Within the listing below, the lines to output run from the one containing "Target: race car" through the one containing "[locate] car shadow"; copy them exactly and nothing else.
INFORMATION GIVEN below:
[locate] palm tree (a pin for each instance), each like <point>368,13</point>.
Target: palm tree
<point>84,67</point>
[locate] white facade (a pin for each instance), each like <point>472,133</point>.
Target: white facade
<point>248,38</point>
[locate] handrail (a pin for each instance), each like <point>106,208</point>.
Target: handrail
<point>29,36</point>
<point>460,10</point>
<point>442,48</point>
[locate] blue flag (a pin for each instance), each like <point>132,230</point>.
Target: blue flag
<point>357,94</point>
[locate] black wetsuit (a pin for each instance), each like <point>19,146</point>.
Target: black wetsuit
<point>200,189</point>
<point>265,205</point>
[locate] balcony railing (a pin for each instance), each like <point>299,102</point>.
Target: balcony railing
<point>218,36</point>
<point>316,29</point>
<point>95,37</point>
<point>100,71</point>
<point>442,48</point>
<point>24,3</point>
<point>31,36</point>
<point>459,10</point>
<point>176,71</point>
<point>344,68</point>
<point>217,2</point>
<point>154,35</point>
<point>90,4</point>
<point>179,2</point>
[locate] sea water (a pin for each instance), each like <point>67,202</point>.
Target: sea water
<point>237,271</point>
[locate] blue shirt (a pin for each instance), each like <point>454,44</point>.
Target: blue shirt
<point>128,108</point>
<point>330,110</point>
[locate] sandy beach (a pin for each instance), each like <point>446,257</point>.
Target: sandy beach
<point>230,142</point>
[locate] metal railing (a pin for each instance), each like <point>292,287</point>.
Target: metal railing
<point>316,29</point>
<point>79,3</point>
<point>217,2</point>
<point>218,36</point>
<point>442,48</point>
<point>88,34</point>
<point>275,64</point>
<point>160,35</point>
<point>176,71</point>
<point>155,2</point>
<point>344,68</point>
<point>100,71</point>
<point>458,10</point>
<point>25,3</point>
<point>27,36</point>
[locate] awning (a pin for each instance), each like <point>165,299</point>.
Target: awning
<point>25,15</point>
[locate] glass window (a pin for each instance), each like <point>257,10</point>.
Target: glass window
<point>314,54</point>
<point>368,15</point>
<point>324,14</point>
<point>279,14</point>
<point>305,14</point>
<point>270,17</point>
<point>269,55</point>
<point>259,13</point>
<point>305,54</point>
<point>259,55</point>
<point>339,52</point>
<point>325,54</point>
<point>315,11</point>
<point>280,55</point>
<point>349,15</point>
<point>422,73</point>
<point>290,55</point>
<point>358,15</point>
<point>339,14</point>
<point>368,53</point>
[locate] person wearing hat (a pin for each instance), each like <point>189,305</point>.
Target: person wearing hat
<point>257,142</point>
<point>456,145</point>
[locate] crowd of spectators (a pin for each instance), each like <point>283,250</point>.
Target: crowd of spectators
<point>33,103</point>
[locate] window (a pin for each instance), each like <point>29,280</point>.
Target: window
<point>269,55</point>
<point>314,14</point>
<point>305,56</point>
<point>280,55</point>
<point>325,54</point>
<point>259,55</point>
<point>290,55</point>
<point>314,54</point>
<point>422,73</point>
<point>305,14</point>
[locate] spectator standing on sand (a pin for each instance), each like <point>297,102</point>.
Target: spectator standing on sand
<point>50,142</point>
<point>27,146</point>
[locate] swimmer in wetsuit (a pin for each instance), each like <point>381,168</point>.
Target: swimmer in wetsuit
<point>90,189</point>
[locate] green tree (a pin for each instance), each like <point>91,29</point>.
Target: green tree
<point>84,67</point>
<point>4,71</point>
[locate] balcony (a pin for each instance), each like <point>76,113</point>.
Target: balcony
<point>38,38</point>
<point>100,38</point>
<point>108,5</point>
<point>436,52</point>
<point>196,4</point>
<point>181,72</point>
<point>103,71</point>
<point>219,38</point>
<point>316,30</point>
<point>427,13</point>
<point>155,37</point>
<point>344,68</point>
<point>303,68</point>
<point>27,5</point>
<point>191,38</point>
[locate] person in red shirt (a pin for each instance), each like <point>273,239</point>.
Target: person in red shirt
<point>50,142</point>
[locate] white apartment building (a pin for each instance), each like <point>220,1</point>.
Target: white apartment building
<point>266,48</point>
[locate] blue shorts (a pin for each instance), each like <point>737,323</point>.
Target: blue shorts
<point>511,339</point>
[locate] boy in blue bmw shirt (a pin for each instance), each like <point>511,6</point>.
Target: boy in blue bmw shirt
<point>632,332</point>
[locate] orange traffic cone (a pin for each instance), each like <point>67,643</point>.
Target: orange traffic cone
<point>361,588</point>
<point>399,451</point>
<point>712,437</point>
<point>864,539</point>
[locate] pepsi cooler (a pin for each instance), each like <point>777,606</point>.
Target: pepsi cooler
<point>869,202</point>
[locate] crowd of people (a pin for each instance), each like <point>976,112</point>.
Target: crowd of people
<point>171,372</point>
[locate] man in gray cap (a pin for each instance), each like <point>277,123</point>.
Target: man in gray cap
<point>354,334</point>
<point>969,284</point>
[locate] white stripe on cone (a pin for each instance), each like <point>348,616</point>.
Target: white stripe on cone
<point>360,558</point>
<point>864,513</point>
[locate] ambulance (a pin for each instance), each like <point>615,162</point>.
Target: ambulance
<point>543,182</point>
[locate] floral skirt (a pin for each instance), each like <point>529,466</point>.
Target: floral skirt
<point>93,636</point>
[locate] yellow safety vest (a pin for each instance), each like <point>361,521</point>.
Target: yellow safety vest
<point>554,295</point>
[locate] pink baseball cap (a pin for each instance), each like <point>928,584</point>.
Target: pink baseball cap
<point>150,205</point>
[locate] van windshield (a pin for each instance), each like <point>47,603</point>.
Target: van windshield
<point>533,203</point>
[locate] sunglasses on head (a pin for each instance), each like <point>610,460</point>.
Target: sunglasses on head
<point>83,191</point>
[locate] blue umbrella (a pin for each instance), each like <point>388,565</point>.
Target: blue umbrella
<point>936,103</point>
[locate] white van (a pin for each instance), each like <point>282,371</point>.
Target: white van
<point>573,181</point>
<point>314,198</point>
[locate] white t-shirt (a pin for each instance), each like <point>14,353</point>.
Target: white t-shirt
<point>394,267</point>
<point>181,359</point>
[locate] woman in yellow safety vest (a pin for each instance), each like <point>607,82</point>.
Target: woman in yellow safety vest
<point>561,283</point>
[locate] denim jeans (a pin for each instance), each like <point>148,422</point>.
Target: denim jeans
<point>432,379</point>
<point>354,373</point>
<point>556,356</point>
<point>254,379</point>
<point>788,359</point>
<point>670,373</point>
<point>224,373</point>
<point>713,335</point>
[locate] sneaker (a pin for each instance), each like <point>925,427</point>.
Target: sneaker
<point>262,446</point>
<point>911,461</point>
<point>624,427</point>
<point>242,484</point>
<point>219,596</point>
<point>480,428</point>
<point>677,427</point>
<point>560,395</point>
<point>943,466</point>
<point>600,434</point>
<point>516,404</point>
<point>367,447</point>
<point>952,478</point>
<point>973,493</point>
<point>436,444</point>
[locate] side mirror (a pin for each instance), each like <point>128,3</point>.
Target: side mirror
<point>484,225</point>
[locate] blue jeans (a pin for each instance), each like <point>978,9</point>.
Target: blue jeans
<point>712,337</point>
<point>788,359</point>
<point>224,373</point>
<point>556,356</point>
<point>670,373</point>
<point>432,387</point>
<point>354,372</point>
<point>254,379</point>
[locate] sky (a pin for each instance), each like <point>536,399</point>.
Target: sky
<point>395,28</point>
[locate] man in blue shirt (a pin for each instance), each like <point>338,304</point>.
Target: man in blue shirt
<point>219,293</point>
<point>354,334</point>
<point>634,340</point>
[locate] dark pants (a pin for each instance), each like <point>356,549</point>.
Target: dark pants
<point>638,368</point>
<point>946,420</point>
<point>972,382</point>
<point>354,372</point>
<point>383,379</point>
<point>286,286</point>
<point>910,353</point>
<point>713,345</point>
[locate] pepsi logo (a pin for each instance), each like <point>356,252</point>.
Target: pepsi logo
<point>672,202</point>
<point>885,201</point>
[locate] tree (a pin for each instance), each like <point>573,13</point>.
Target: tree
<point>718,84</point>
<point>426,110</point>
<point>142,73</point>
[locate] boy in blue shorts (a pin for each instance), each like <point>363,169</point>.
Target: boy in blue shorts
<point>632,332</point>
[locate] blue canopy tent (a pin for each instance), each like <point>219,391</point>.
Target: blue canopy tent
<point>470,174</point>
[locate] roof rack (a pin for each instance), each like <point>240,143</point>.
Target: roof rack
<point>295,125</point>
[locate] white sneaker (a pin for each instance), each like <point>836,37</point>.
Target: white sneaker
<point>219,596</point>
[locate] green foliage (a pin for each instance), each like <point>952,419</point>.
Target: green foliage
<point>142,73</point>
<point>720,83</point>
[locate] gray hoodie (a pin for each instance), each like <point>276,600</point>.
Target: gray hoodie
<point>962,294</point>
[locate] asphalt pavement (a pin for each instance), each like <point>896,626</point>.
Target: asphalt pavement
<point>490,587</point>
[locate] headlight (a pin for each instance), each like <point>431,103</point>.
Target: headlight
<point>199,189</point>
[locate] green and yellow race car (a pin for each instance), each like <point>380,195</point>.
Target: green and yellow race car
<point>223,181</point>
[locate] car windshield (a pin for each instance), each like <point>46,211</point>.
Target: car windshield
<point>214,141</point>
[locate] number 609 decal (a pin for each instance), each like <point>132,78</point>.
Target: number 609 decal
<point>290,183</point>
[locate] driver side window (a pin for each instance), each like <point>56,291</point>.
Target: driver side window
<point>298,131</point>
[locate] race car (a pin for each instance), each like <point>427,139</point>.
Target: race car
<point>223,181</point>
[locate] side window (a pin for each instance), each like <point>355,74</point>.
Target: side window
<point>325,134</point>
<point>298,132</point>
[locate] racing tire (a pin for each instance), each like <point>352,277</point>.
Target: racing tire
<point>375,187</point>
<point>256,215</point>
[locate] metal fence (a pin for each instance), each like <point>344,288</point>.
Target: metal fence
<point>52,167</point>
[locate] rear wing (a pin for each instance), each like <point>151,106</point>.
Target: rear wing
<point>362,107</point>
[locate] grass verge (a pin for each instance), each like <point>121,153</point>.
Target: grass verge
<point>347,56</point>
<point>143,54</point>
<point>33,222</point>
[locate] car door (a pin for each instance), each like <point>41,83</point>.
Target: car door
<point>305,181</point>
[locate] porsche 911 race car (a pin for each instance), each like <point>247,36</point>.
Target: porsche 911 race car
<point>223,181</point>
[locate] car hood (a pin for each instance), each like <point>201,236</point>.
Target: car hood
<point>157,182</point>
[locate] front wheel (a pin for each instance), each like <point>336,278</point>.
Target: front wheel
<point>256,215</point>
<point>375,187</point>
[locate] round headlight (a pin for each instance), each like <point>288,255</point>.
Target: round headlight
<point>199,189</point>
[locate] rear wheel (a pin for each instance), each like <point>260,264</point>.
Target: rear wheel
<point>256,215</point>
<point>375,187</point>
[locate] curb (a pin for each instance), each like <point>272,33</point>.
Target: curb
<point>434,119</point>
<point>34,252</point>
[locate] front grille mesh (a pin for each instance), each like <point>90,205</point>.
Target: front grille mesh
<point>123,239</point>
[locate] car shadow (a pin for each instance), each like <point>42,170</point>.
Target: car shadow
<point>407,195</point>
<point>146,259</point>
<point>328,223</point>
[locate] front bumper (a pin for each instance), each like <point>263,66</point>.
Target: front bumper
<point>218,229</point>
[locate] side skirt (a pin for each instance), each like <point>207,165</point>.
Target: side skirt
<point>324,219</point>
End of INFORMATION GIVEN.
--- RESPONSE TO THE EXERCISE ---
Target: race car
<point>223,181</point>
[locate] side window (a pin for each instance), each like <point>355,74</point>.
Target: side window
<point>325,134</point>
<point>298,132</point>
[locate] racing tire (a pin for each instance), each like <point>352,277</point>.
Target: racing tire
<point>375,187</point>
<point>256,215</point>
[locate] metal fence (a pin for each instance), each like <point>344,288</point>.
Target: metal fence
<point>52,167</point>
[locate] rear wing (a pin for each instance), each like <point>151,106</point>.
Target: rear wing
<point>362,107</point>
[locate] grass verge (a pin for each instance), each like <point>121,153</point>.
Target: grass verge
<point>347,56</point>
<point>143,54</point>
<point>33,222</point>
[locate] car door (a pin for each instance), each like <point>41,83</point>.
Target: car door
<point>305,181</point>
[locate] porsche 911 race car (a pin for each instance), each like <point>247,36</point>.
Target: porsche 911 race car
<point>223,181</point>
[locate] car hood (a pin for each instance), each like <point>201,236</point>.
Target: car hood
<point>157,182</point>
[locate] front wheel (a pin for each instance), each like <point>336,278</point>.
Target: front wheel
<point>256,215</point>
<point>375,187</point>
[locate] round headlight (a pin for each instance), each like <point>288,255</point>.
Target: round headlight
<point>199,189</point>
[locate] rear wheel (a pin for each instance), each like <point>260,264</point>.
Target: rear wheel
<point>256,215</point>
<point>375,187</point>
[locate] curb (a pin for each instance), each like <point>272,33</point>.
Target: curb
<point>434,119</point>
<point>34,252</point>
[locate] front grille mesh (a pin for each instance), each like <point>90,205</point>.
Target: front grille mesh
<point>123,239</point>
[locate] car shadow (a pin for each instance), each like <point>42,170</point>.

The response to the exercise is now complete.